--- Start of Dataset rows ---
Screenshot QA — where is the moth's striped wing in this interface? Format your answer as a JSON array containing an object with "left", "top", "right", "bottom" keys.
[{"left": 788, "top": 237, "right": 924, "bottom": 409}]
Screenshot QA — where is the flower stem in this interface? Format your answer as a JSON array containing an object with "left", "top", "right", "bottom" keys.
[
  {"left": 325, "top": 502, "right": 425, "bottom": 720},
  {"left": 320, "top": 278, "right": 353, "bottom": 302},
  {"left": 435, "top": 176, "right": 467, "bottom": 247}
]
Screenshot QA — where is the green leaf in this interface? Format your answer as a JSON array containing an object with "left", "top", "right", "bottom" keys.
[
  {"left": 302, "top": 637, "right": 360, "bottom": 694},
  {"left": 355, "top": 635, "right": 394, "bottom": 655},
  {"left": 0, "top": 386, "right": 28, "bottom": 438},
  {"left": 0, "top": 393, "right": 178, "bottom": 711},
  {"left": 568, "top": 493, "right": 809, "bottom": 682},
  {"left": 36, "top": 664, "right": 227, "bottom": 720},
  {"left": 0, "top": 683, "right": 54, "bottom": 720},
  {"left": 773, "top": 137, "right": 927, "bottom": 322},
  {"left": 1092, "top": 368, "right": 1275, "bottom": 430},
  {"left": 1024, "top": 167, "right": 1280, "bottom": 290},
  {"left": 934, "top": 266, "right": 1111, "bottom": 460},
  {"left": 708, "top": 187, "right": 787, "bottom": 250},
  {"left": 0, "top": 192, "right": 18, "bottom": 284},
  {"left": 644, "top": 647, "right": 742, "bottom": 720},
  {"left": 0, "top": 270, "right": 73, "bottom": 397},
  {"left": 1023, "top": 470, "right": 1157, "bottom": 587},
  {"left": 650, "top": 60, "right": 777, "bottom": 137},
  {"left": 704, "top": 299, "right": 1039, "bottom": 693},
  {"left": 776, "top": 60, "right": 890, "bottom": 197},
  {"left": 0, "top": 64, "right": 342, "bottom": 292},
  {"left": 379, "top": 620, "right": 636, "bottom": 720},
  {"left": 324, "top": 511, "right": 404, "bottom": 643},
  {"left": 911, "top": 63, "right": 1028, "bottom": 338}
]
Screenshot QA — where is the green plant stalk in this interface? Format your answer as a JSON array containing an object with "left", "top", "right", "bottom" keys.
--- End of Dataset rows ---
*Task directions*
Print all of the items above verbatim, with no changes.

*Result of this exercise*
Screenshot QA — where is the moth's striped wing in this interface? Format your answer as a JSON array containing an object with "left", "top", "right", "bottom" keys.
[{"left": 788, "top": 237, "right": 924, "bottom": 409}]
Screenshot QA — where is the flower stem in this interface? Format your answer as a JSON array containing an object with "left", "top", "right", "bottom" keys.
[
  {"left": 325, "top": 502, "right": 425, "bottom": 720},
  {"left": 320, "top": 278, "right": 353, "bottom": 302},
  {"left": 435, "top": 176, "right": 467, "bottom": 247}
]
Screenshot QA — where is the green leaf in this interface? Format your answer as a JSON array containing an object with "left", "top", "right", "bottom" keys.
[
  {"left": 302, "top": 637, "right": 360, "bottom": 694},
  {"left": 355, "top": 635, "right": 394, "bottom": 655},
  {"left": 0, "top": 386, "right": 28, "bottom": 438},
  {"left": 0, "top": 393, "right": 178, "bottom": 711},
  {"left": 568, "top": 493, "right": 809, "bottom": 682},
  {"left": 36, "top": 664, "right": 227, "bottom": 720},
  {"left": 0, "top": 683, "right": 54, "bottom": 720},
  {"left": 773, "top": 137, "right": 927, "bottom": 322},
  {"left": 1092, "top": 368, "right": 1275, "bottom": 430},
  {"left": 1024, "top": 167, "right": 1280, "bottom": 290},
  {"left": 934, "top": 266, "right": 1111, "bottom": 460},
  {"left": 708, "top": 187, "right": 787, "bottom": 250},
  {"left": 0, "top": 192, "right": 18, "bottom": 284},
  {"left": 644, "top": 647, "right": 742, "bottom": 720},
  {"left": 0, "top": 270, "right": 73, "bottom": 397},
  {"left": 1023, "top": 470, "right": 1157, "bottom": 587},
  {"left": 650, "top": 60, "right": 777, "bottom": 137},
  {"left": 704, "top": 299, "right": 1039, "bottom": 693},
  {"left": 776, "top": 60, "right": 890, "bottom": 197},
  {"left": 0, "top": 64, "right": 342, "bottom": 292},
  {"left": 379, "top": 620, "right": 636, "bottom": 720},
  {"left": 324, "top": 511, "right": 404, "bottom": 643},
  {"left": 911, "top": 63, "right": 1028, "bottom": 338}
]
Screenshot QA — where is the green plant stalk in this interface? Format your answer as a JSON array containing an object with "left", "top", "right", "bottom" keys.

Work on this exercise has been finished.